(The input Opens)
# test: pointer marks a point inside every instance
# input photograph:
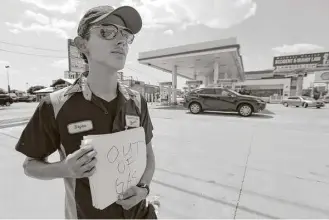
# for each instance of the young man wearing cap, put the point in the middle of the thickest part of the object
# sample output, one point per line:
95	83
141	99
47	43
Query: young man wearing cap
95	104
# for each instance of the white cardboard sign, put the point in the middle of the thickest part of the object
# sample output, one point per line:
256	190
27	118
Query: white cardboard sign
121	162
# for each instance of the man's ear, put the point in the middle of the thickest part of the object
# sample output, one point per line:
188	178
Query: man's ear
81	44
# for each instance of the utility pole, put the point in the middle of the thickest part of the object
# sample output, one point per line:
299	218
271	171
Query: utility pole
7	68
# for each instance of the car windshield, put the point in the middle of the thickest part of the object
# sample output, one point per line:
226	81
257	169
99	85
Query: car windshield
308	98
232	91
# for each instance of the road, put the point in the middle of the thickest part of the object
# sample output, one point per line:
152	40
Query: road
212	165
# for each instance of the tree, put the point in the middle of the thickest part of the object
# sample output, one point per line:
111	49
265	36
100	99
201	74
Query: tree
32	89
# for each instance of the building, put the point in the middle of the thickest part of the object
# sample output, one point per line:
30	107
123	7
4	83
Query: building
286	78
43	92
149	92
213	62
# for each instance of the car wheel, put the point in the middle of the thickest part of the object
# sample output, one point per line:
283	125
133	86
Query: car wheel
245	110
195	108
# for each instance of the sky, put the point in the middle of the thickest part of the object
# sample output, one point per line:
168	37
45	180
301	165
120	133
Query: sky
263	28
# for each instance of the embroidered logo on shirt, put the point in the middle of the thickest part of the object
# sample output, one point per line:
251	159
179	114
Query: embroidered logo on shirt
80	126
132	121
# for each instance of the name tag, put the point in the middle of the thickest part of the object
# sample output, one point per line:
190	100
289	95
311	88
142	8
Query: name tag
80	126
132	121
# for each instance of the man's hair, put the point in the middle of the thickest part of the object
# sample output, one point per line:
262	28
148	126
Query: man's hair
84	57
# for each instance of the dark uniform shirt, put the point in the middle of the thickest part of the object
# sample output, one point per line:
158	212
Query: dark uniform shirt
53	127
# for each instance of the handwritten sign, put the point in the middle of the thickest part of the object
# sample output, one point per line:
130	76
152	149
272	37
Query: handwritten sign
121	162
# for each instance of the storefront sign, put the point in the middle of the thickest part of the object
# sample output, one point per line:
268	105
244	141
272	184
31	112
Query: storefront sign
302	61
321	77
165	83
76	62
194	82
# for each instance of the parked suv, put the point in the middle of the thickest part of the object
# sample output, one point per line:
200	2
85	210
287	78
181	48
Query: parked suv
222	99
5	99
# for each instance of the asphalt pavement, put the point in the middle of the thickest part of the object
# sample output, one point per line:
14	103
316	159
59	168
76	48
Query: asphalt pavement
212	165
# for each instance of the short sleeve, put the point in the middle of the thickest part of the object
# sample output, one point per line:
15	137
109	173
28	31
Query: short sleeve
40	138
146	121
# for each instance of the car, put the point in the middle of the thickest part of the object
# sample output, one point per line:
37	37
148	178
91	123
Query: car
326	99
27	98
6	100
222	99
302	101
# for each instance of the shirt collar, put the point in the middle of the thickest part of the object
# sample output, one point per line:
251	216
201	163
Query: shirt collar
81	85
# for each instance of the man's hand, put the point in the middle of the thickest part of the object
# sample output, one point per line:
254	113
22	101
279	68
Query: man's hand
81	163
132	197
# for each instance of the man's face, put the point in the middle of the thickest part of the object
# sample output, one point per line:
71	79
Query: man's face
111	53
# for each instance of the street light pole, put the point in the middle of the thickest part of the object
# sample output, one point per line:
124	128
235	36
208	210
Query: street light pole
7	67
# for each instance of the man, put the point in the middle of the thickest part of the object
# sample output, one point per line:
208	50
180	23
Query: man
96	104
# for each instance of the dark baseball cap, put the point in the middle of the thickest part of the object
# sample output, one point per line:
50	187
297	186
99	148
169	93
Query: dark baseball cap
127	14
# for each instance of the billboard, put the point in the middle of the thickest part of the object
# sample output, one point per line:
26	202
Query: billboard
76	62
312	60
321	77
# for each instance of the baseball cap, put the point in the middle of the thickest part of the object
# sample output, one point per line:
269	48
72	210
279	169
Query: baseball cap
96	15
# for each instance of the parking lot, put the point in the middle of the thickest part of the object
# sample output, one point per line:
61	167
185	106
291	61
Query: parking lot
(The input Closes)
Nothing but the lines from the one with "Query: billboard" through the last line of the data should appear; print them exactly.

**Output for this exercise**
Query: billboard
76	62
312	60
321	77
# for each instance of the baseball cap, put the point in the middle of the thickest part of the object
# sample output, one point per line:
269	48
72	210
279	169
Query: baseball cap
96	15
# for each instance of the parking lot, put the point in the middle of the thickest part of the object
# sample output, one point per line:
61	167
185	106
291	61
Query: parking lot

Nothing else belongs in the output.